### Aufgabe A:
Beantworte diese Fragen zum Auszug über Lagings Weissagungen:
(i) Wie lange lebte die Frau Hauptmann nach der Vorhersage ihres nahen Todes noch?
(ii) Zu welcher Zeit des Jahres 1798 ließ Laging die Frau Majorin Hotzen von dem Leichenzug wissen?
(iii) Innerhalb welcher Frist sah er die Erfüllung dieser Erscheinung kommen?
### Aufgabe B:
Setze den Auszug über Lagings Weissagungen nach seinem letzten Satz fort.

### Textauszug:
===============
Sein gläubiger Anhang im Orte rechnete von nun an mit Zuverlässigkeit auf den nahen Tod, der damals kränklichen Frau Hauptmann; allein die misslichen Gesundheitsumstände dieser Dame besserten sich bald. Sie genas und überlebte diese Vorherbestimmung ihres ganz nahen Todes noch anderthalb Jahre.

Obwohl Lagings Gabe, zu prophezeien, diesmal zu Schanden geworden war, so hielt es doch keine von jenen gläubigen Seelen der Mühe wert, davon zu sprechen oder es zu ihrem Nutzen zu beherzigen, »denn es war ja weder ein Wunder noch auch nur etwas Ungewöhnliches, dass ein Mensch irrt.« Ein anderes wäre es gewesen, wenn die Frau Hauptmann wirklich, der Prophezeiung gemäß, gestorben wäre; unstreitig hätte man alsdann lange Zeit von der wunderbar erfüllten Weissagung gebadesalbert.

Zweitens: Um Pfingsten des Jahres 1798 hatte Laging wiederum die Frechheit, eine sehr aufgeklärte und in jeder Hinsicht verehrungswürdige Stolzenauerin – die Frau Majorin Hotzen – wissen zu lassen, dass er zur Gespensterstunde einen vorspukenden Leichenzug aus ihrer Wohnung hin­aus mit Grause beobachtet habe und etwa bin­nen vier Wochen der Erfüllung dieser spukhaften Erscheinung entgegensehe. Diese nicht mehr junge Dame, bei deren schwächlicher Gesundheit es der Gang der Natur unausbleiblich mit sich bringt, je zuweilen zu kränkeln, wurde zufälligerweise inner­halb dieser Monatsfrist ernstlich krank. Alle Wahngläubige im Ort sahen auch nun wieder der Bestä­tigung seiner vermeinten Gabe entgegen. Glückicherweise aber genas die Frau Majorin noch vor dem Ablauf jener vier Wochen vollkommen und lebte mit all ihren Hausgenossen noch im Jahr 1800.
===============
### Gegebenes Material:
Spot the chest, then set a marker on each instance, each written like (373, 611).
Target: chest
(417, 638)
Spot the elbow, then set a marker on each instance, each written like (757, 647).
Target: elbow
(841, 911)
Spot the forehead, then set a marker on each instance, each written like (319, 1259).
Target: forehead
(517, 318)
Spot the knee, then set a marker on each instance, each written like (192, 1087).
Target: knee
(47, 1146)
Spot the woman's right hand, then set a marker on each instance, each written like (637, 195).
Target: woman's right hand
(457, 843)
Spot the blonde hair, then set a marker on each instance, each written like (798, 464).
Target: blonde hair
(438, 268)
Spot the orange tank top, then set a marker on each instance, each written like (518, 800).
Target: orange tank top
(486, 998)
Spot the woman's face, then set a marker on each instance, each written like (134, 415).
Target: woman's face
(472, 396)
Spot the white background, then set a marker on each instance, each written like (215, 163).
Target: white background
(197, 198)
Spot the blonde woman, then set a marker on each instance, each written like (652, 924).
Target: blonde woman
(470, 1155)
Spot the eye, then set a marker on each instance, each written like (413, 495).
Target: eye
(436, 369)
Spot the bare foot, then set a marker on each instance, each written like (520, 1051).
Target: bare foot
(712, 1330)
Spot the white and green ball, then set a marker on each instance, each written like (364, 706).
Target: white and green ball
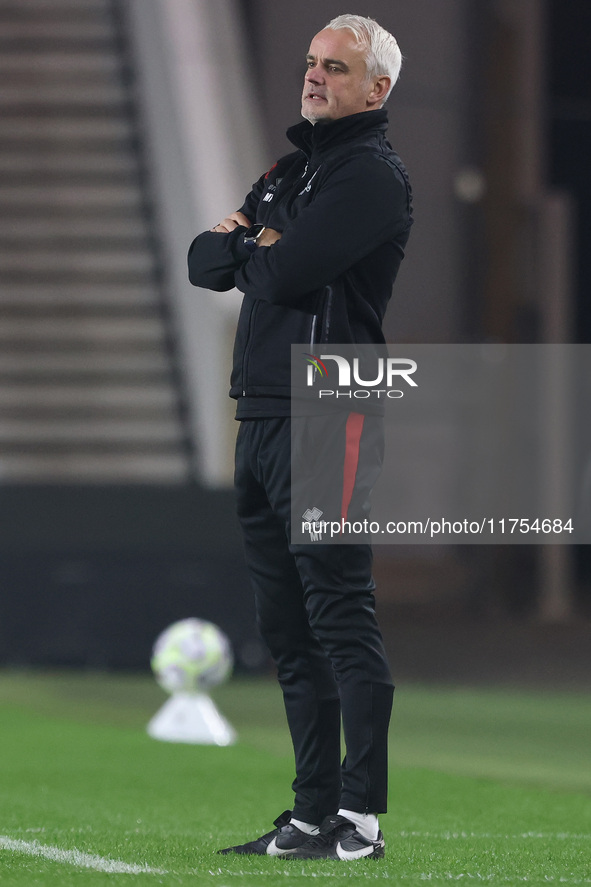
(190, 656)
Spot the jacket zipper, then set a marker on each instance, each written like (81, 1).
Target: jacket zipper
(247, 346)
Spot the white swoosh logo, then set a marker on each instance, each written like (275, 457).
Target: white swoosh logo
(354, 854)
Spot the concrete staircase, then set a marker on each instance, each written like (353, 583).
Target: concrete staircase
(88, 391)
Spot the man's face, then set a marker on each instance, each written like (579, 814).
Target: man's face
(336, 83)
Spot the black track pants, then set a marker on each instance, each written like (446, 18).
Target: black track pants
(315, 609)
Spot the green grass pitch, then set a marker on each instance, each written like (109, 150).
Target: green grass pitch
(487, 786)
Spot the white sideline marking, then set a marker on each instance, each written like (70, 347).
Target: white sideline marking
(76, 857)
(453, 836)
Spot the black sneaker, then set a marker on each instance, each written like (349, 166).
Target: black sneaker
(338, 839)
(283, 839)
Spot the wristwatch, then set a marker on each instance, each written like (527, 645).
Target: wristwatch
(252, 236)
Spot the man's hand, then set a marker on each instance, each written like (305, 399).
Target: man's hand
(233, 221)
(268, 237)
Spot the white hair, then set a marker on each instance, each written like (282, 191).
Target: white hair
(382, 54)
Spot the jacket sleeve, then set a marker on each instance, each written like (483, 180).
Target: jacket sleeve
(361, 204)
(213, 258)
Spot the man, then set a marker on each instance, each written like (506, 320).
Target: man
(315, 249)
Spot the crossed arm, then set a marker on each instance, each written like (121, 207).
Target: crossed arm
(235, 220)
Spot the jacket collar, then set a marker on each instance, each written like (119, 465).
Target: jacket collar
(325, 135)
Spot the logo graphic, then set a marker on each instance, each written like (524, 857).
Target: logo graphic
(311, 517)
(350, 372)
(315, 365)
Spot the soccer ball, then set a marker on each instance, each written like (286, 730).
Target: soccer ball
(190, 656)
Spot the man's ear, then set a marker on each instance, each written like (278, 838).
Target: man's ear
(378, 94)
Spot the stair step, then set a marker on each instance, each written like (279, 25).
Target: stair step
(63, 95)
(87, 363)
(55, 7)
(90, 196)
(65, 233)
(68, 467)
(63, 130)
(53, 64)
(118, 332)
(31, 29)
(88, 431)
(134, 398)
(68, 163)
(91, 262)
(69, 296)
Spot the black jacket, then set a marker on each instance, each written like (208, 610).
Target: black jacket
(342, 203)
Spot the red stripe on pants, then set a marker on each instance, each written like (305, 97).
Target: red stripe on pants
(353, 431)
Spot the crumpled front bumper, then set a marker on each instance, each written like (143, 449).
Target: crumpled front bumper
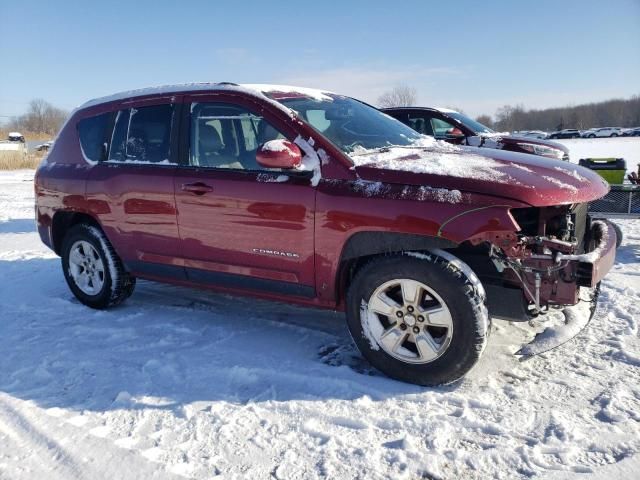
(594, 265)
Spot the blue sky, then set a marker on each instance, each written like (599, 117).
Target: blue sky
(476, 56)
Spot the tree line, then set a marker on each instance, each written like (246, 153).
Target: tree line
(610, 113)
(40, 117)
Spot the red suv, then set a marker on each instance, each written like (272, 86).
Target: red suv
(318, 199)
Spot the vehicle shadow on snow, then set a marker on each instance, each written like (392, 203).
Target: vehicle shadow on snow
(168, 346)
(18, 225)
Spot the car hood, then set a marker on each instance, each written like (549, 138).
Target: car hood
(535, 180)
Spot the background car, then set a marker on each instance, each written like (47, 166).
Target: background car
(43, 147)
(631, 132)
(602, 132)
(565, 133)
(455, 127)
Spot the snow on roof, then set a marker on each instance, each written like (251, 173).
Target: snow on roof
(251, 89)
(307, 92)
(445, 110)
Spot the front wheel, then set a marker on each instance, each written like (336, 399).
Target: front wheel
(418, 317)
(94, 272)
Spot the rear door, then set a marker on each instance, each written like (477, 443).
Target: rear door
(242, 226)
(130, 190)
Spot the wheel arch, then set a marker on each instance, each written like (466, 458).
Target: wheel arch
(63, 220)
(362, 246)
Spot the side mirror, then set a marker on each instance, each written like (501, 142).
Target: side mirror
(279, 153)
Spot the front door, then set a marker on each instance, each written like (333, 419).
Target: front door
(242, 226)
(130, 190)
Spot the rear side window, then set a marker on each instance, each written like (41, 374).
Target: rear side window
(142, 135)
(92, 132)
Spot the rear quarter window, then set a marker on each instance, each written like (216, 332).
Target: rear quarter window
(93, 132)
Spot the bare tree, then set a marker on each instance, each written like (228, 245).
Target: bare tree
(41, 117)
(400, 96)
(610, 113)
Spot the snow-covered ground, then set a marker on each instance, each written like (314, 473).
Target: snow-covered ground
(181, 383)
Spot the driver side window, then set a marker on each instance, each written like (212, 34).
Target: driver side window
(421, 124)
(228, 136)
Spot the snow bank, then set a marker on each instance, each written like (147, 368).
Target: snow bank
(180, 383)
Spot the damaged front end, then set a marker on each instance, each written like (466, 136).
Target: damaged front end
(556, 251)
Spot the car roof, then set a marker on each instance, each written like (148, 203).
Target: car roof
(185, 88)
(437, 109)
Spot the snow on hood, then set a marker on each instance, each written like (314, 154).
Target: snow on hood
(527, 178)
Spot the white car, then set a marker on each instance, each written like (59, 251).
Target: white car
(602, 132)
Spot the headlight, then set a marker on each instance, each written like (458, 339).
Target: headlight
(542, 150)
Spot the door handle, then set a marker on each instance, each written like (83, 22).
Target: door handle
(198, 188)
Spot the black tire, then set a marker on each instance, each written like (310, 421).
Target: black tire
(118, 284)
(619, 235)
(454, 282)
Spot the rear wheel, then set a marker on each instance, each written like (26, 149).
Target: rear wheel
(418, 318)
(94, 272)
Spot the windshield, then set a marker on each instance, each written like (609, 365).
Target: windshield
(470, 123)
(351, 124)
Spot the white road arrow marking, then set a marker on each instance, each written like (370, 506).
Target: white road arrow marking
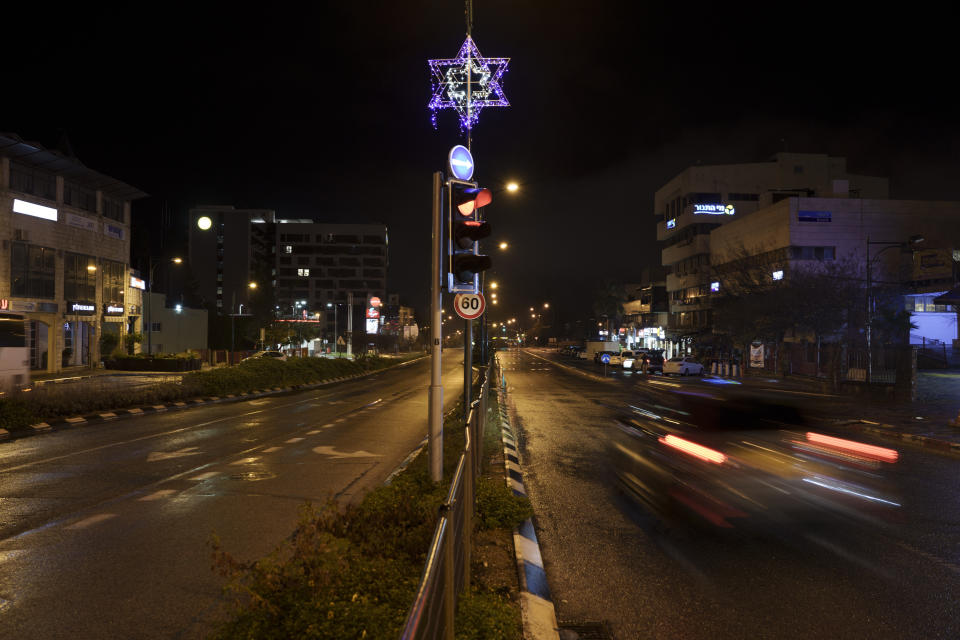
(166, 455)
(333, 453)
===============
### Schriftliche Antwort A:
(i) Noch anderthalb Jahre.
(ii) Um Pfingsten.
(iii) Etwa binnen vier Wochen.

### Schriftliche Antwort B:
Wäre die Kranke nicht als praktische Christin bereit zu sterben, sobald eine höhere Macht es gebeut; oder hätte sie – und dies kann auch bei den besten Menschen und Christen der Fall sein – eine, ich will nicht sagen, leidenschaftlichere Liebe zum Leben, aber doch einen lebhafteren unwillkürlichen Widerwillen gegen den Tod, als sie wirklich hat; oder wäre endlich gar auch sie eine Sklavin des herrschenden Aberglaubens gewesen, und hätte also keinen Zweifel in die Glaubwürdigkeit des Todespropheten gesetzt – wie leicht würde dann die ängstliche Furcht vor dem vermeintlich nahen Tod ihre Krankheit bis zu dem Grad der Tödlichkeit haben, vermehren und verschlimmern können! Unfehlbar würde man in einem solchen Fall den nämlichen Tod, der dann nur eine Folge der Prophezeiung und des Glaubens daran gewesen wäre, für eine neue Bestätigung der ohnehin schon weit und breit berühmten, prophetischen Talente des Stolzenauer Totengräbers gehalten und als solche nach allen Weltgegenden hinausposaunt haben.

Wenn man endlich auch noch erwägt, dass der Geist in Krankheiten gewöhnlich mit erkrankt, mit schwach und empfänglich für den Wahnglauben und die eitle Furcht vor dem Tod wird, sodass der Kranke dann eben darum auch größerer Gefahr ausgesetzt ist, sollte man da nicht sogar es, warten dürfen, dass dergleichen unberufenen Wahr­sagern, die, ihrer Natur nach, für diejenigen, auf deren nahe Todesstunde hingedeutet wird, allemal ruhestörend sind, selbst vonseiten einer menschen­freundlichen Ortsobrigkeit das Handwerk werde ge­legt werden? Und zwar umso mehr dann, wenn den in ähnlicher Absicht getroffenen, men­schenfreundlichen Maßregeln der solchen Propheten zunächst Vorgesetzten Obern (im gegenwärtigen Fall denen, des ebenso beliebten wie achtungswürdigen Herrn Superintendenten Hoppenstädt) nicht gehörig Folge geleistet wird?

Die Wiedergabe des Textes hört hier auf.